- _Problem to solve_
Count the lines in the entries below that contain the string "navy", and reply with that number alone.

::: Provided material :::

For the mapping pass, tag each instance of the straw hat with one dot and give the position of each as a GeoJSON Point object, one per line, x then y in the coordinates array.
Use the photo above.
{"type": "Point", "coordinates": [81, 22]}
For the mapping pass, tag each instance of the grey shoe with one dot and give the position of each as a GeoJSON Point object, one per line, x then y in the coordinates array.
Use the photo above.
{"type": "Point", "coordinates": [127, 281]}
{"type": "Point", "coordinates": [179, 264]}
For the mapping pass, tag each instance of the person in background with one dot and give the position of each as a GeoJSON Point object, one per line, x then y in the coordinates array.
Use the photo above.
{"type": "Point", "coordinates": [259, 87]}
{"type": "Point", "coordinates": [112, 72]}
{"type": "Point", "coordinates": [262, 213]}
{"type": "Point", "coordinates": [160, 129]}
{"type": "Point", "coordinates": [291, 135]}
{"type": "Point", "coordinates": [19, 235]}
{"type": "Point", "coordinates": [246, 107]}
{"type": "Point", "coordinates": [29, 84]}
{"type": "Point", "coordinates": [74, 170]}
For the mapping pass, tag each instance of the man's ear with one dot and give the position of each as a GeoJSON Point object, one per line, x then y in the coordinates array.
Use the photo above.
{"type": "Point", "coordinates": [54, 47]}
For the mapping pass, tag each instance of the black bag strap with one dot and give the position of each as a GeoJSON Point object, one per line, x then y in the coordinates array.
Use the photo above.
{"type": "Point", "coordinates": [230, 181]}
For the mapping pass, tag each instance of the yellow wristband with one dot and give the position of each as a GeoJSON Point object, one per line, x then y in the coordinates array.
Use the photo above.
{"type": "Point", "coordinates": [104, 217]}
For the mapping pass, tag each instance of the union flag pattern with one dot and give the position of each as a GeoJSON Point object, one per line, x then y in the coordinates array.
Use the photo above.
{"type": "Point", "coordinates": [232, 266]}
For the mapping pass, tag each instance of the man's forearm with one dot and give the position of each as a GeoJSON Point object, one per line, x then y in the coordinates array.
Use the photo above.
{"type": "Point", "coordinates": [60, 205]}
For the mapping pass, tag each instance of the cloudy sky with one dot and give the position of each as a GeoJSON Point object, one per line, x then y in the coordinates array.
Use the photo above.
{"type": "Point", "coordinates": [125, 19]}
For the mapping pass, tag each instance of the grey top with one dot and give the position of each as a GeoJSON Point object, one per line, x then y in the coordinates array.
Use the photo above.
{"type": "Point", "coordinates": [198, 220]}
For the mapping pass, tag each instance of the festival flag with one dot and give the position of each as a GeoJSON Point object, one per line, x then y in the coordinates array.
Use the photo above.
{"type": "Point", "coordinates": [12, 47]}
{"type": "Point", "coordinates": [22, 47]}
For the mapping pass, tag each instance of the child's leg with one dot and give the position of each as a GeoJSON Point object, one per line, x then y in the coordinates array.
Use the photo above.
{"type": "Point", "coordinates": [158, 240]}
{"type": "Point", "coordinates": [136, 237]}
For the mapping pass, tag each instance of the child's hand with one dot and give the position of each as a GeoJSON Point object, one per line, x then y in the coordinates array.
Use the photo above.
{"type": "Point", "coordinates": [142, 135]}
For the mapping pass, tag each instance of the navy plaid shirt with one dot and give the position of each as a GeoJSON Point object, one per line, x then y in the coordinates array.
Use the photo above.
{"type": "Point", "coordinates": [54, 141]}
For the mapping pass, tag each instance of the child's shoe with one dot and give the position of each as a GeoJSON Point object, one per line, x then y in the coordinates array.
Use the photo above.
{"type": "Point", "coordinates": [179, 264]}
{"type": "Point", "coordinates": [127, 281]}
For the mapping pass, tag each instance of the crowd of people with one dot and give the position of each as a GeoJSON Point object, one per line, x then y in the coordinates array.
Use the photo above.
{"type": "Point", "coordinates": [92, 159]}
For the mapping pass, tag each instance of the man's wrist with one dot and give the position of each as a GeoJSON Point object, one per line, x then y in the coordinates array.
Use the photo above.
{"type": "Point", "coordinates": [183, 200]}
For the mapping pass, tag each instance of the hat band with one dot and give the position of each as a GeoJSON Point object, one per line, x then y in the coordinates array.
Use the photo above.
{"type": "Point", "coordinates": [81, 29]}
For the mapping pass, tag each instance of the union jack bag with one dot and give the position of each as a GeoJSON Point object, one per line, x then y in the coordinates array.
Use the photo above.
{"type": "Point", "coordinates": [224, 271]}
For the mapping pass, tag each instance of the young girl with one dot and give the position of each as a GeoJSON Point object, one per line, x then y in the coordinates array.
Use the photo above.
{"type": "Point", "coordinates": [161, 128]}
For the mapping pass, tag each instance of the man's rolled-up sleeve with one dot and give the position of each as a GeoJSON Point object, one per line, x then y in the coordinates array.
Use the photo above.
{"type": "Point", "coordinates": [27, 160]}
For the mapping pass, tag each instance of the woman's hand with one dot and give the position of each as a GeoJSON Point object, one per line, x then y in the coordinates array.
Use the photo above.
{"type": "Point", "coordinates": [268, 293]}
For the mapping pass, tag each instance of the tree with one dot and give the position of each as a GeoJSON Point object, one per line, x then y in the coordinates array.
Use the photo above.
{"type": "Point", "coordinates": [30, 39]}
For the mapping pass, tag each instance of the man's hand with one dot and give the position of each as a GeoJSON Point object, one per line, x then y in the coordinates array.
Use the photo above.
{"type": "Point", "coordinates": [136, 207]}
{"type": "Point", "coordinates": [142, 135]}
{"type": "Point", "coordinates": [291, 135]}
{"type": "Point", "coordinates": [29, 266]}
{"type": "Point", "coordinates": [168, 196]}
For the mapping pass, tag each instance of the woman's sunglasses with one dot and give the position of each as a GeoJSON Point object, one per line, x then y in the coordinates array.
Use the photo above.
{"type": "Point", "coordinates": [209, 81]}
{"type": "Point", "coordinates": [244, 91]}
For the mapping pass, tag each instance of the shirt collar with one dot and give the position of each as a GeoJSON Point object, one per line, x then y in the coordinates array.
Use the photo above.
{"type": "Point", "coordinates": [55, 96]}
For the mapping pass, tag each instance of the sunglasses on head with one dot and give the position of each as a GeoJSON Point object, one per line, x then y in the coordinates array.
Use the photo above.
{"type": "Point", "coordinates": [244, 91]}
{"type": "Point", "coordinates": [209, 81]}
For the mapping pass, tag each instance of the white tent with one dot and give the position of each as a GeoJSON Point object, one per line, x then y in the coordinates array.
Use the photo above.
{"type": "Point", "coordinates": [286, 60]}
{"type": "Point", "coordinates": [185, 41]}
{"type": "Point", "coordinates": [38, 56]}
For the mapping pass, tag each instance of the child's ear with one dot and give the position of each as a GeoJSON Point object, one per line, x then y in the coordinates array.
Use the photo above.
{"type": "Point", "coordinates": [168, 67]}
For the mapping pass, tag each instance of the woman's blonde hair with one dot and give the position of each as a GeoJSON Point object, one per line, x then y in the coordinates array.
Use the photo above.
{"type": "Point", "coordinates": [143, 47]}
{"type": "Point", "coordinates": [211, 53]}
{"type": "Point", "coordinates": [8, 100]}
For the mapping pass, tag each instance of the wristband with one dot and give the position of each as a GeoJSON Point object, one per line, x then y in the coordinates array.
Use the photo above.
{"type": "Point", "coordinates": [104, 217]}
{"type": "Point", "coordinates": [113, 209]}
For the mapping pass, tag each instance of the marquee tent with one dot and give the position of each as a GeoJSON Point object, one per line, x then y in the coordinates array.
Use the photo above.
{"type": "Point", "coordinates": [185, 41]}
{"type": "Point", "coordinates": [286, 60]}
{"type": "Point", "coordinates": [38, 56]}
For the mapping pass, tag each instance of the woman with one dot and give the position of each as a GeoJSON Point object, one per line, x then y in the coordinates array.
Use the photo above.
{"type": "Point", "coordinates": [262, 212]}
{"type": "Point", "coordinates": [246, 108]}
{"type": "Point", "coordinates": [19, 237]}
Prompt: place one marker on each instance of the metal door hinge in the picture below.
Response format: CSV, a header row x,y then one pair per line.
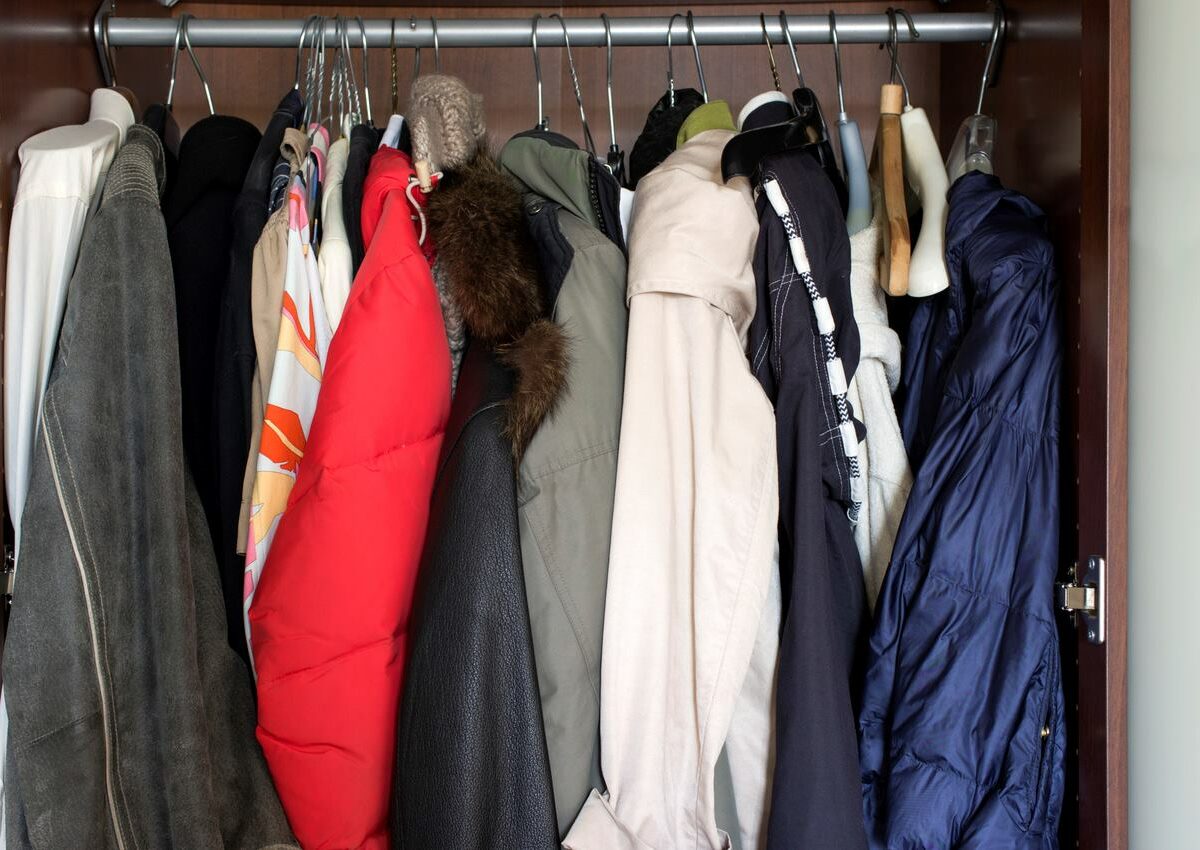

:::

- _Solution_
1